*** Opening of Quoted passage ***
What I've Finished Reading

Two Marvel comic book collections, The Dark Phoenix Saga and The Complete Age of Apocalypse, and At Lady Molly's by Anthony Powell.

Read more... )

What Anthony Powell has in common with Marvel Comics is that the same people keep showing up, changed but not entirely changed, and eventually you give up on the conventional expectation of an ending.

ETA on Sunday: For some reason At Lady Molly's and Casanova's Chinese Restaurant have been the only things I've managed to read in the past few days: all of Powell's gabby friends gabbing about who's getting divorced and who is too awful for words in the fashionable neighborhoods of the Thirties. Every now and then someone announces that they're going off to fight in Spain, and the rest of the cast make little choking sounds and ease themselves back into the warm whirlpool of their gossip. It's neither soothing nor overwhelming. I'm not sure what it is, but it's what I've been reading.

What I'm Reading Now

I had to read The Count of Monte Cristo a bunch of times because I couldn't figure out what the deal was with Villefort. Is he alive or dead? Alive, apparently, but then who did B. stab and steal a baby from? I don't know! I seem to have missed a thread somewhere. Anyway, I was almost starting to be bored for a second there, but now things are back to good thanks to Dantes' visit to the Morrel family!

The Morrel kids, now thriving and happy, have made a little shrine of the purse and diamond from The Sinbad the Sailor Incident.
"- oh, you make us happy by giving us an excuse for expatiating on the subject. If we wanted to conceal the noble action this purse commemorates, we could not expose it to view. Oh, would we could relate it everywhere and to everyone, so that the emotion of our unknown benefactor might reveal his presence."


"Ah, really," said Monte Cristo in a half-stifled voice.
*** Close of Quoted passage ***
*** Opening of Listed records ***
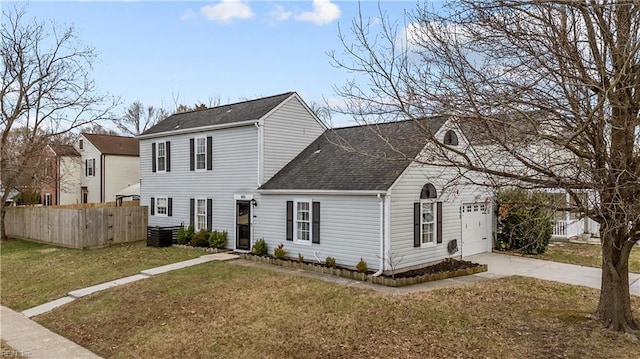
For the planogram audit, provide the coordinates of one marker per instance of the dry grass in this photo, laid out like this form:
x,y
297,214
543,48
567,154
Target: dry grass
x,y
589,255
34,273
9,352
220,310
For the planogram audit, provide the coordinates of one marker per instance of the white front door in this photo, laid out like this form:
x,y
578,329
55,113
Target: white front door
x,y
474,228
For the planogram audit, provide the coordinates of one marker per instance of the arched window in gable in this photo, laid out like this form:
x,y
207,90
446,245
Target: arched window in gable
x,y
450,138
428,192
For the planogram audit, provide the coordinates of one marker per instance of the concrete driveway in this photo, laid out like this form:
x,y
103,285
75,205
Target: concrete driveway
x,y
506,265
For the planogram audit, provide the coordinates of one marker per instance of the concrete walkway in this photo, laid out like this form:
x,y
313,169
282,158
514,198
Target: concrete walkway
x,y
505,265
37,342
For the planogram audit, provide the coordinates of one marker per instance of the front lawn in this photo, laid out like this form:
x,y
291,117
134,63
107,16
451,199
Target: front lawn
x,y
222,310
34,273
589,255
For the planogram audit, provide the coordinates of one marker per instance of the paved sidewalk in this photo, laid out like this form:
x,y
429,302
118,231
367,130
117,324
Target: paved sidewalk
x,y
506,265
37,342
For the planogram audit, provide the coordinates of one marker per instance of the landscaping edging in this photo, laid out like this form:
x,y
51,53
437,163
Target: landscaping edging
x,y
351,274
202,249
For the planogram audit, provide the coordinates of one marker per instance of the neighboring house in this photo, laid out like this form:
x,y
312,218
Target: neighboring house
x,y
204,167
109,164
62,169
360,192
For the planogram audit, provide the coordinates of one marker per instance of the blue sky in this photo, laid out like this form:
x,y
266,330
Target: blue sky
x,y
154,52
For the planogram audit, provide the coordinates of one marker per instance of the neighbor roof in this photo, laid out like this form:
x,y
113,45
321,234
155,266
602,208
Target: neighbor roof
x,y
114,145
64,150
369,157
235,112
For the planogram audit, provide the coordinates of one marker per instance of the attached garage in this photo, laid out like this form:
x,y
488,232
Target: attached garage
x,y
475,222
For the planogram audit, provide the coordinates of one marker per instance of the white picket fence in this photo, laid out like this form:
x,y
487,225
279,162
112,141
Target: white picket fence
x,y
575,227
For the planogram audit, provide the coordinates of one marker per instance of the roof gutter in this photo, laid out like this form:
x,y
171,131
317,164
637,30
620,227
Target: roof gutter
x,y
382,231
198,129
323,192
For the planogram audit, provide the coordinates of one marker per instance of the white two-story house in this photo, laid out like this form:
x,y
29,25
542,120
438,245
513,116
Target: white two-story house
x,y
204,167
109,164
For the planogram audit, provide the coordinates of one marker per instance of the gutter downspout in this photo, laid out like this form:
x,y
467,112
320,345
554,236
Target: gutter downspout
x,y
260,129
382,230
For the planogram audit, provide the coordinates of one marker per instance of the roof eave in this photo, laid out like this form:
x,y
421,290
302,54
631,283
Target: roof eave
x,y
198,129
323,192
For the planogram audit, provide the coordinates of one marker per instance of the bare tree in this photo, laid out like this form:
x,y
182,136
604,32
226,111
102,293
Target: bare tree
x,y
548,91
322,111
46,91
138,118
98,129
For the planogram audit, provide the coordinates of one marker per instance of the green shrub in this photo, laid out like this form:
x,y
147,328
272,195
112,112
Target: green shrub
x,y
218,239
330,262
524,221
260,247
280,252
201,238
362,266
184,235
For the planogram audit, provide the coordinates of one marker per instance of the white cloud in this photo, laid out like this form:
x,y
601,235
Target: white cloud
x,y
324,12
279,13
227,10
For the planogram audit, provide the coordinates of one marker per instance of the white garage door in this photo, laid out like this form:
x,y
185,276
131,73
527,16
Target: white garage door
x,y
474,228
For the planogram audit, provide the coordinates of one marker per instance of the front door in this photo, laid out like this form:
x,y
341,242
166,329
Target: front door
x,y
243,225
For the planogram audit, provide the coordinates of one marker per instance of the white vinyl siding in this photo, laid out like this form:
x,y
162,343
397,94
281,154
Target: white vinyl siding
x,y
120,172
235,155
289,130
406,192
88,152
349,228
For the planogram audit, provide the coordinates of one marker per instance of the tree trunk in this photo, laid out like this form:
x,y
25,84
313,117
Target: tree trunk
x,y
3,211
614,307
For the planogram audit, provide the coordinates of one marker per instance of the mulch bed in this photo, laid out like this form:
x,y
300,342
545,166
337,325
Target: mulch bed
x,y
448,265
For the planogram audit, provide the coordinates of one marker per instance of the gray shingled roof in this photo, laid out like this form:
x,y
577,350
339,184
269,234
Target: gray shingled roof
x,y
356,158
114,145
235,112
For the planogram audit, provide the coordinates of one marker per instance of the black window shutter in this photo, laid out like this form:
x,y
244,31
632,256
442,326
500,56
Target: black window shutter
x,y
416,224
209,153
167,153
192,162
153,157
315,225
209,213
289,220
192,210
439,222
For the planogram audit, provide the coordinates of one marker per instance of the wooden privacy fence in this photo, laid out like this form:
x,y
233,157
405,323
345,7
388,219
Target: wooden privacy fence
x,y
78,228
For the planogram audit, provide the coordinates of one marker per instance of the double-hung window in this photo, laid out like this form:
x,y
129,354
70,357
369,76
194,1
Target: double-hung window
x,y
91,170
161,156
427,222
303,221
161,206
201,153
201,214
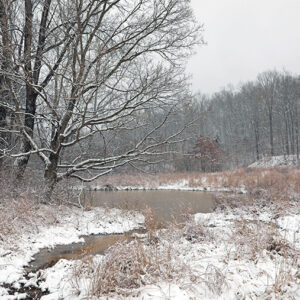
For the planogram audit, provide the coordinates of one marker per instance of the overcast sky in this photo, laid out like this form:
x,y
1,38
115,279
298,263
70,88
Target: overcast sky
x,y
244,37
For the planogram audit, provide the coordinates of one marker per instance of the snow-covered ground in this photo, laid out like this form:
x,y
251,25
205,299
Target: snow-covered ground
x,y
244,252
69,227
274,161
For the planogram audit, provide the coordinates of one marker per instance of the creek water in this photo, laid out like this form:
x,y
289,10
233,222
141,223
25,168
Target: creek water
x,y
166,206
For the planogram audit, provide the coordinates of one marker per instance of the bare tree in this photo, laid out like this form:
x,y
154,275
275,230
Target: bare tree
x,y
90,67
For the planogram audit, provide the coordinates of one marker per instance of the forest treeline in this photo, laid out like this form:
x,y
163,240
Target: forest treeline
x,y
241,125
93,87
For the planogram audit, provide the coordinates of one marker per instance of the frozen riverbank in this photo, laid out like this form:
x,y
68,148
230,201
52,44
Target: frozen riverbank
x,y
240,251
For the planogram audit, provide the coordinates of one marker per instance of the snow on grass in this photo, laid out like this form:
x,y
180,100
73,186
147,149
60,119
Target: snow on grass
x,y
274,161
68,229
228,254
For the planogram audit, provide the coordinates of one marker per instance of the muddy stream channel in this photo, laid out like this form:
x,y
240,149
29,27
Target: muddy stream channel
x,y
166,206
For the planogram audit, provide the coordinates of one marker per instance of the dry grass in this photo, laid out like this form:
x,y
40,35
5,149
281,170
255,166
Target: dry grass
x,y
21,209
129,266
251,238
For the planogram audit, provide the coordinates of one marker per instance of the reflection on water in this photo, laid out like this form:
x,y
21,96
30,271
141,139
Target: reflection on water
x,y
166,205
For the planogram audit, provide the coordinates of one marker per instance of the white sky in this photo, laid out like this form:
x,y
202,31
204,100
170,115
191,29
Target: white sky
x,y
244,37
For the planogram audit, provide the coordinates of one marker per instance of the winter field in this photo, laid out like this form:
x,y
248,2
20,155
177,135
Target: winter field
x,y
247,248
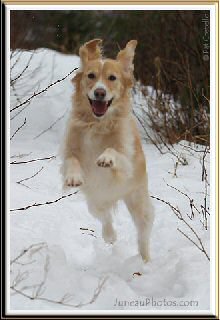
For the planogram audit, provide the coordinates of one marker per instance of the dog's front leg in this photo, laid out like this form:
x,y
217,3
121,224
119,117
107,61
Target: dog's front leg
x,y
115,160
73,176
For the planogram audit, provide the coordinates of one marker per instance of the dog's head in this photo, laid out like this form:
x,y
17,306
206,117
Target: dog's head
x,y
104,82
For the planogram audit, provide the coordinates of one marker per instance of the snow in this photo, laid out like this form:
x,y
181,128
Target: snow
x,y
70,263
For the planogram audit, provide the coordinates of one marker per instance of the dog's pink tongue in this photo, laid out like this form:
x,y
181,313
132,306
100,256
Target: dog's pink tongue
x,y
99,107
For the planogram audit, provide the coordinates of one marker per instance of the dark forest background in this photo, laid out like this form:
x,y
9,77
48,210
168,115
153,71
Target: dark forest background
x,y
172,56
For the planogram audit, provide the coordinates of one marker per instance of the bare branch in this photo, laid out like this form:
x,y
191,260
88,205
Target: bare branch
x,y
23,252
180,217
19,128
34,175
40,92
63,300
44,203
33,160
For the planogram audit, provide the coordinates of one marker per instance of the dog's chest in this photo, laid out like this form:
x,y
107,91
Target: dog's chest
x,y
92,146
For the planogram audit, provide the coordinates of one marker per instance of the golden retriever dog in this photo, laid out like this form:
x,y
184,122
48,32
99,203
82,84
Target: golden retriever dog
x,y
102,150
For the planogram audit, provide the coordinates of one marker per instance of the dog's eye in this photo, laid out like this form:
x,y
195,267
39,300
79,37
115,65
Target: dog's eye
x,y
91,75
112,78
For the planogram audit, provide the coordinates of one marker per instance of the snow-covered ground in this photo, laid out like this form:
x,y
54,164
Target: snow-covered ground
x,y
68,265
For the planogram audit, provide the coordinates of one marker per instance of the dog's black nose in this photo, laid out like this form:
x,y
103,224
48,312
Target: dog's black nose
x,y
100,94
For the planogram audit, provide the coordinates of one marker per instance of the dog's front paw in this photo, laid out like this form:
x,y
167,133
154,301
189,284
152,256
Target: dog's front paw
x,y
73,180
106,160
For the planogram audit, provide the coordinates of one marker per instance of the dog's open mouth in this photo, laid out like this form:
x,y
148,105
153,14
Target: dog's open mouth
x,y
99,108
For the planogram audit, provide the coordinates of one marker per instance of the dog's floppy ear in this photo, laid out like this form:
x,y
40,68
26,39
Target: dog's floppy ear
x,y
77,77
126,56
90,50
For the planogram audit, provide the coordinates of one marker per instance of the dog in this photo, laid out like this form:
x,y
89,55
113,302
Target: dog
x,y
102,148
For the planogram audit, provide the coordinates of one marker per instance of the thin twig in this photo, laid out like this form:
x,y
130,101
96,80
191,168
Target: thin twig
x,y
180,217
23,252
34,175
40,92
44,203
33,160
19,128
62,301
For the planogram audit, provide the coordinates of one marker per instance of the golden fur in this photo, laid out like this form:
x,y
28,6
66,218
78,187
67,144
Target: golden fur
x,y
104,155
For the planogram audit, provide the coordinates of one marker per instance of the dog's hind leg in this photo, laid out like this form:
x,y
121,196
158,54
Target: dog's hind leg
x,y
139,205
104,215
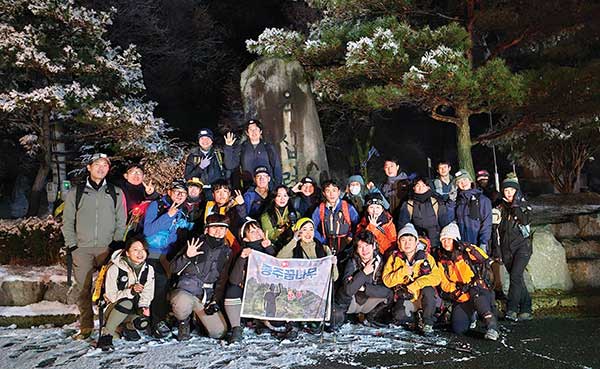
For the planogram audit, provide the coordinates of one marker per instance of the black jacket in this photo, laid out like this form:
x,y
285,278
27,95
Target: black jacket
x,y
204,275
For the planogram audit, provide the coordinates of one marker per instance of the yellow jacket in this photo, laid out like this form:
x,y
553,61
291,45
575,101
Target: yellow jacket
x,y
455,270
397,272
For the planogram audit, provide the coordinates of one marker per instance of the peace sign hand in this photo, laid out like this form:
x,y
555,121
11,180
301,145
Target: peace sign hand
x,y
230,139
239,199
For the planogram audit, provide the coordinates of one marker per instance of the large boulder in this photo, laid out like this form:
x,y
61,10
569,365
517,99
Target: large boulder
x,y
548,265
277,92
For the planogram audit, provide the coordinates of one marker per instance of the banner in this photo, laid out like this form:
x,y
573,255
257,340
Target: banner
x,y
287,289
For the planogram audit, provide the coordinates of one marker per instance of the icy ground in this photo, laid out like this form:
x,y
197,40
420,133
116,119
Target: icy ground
*** Close of Listed records ***
Questions:
1. Do the following statements agree with the reading log? For each, answer yes or no and quote the words from the reading log that decide it.
(a) The writer names Anthony Powell as the author of At Lady Molly's.
(b) The writer found the Powell novels soothing.
(c) The Morrel children have made a shrine of the purse and diamond.
2. Please list every title of a book or collection that the reading log names as finished or in progress.
3. Write what comes next in the reading log, picking up after its last line.

Answers to the exercises:
1.
(a) Yes: "At Lady Molly's by Anthony Powell"
(b) No: "It's neither soothing nor overwhelming."
(c) Yes: "have made a little shrine of the purse and diamond"

2.
- The Dark Phoenix Saga
- The Complete Age of Apocalypse
- At Lady Molly's
- Casanova's Chinese Restaurant
- The Count of Monte Cristo

3.
Honestly, I love the unknown benefactor stuff so much more than the Wheels of Revenge business. It may just be that the wheels aren't properly in place yet? But it's not really just that.

We also hear a little more from Haidee, Dantes' Greek "slave"/slave?/mistress?/ward? who even knows. It's a little on the dodgy side, whatever it is:

"Youth is a flower of which love is the fruit; happy is he who, after having watched its silent growth, is permitted to gather and call it his own."

Ew. But Haidee, it turns out, has a score of her own to settle, so we'll see where this goes.

Maximilien and Valentine are adorable. I hope Dantes' "revenge" is going to include helping them run off together in defiance of M. de Villefort's wishes, and not traumatizing them with M. de Villefort's gruesome death and/or descent into madness. Please be kind to the adorable young people, Dantes! I hope his meeting with the Morrels is what it seems, evidence that there's still a light dusting of cinnamon in the dark whorls of his heart.



[personal profile] osprey_archer thinks she's spotted a potential Runaway Lesbian in the cast, and I agree.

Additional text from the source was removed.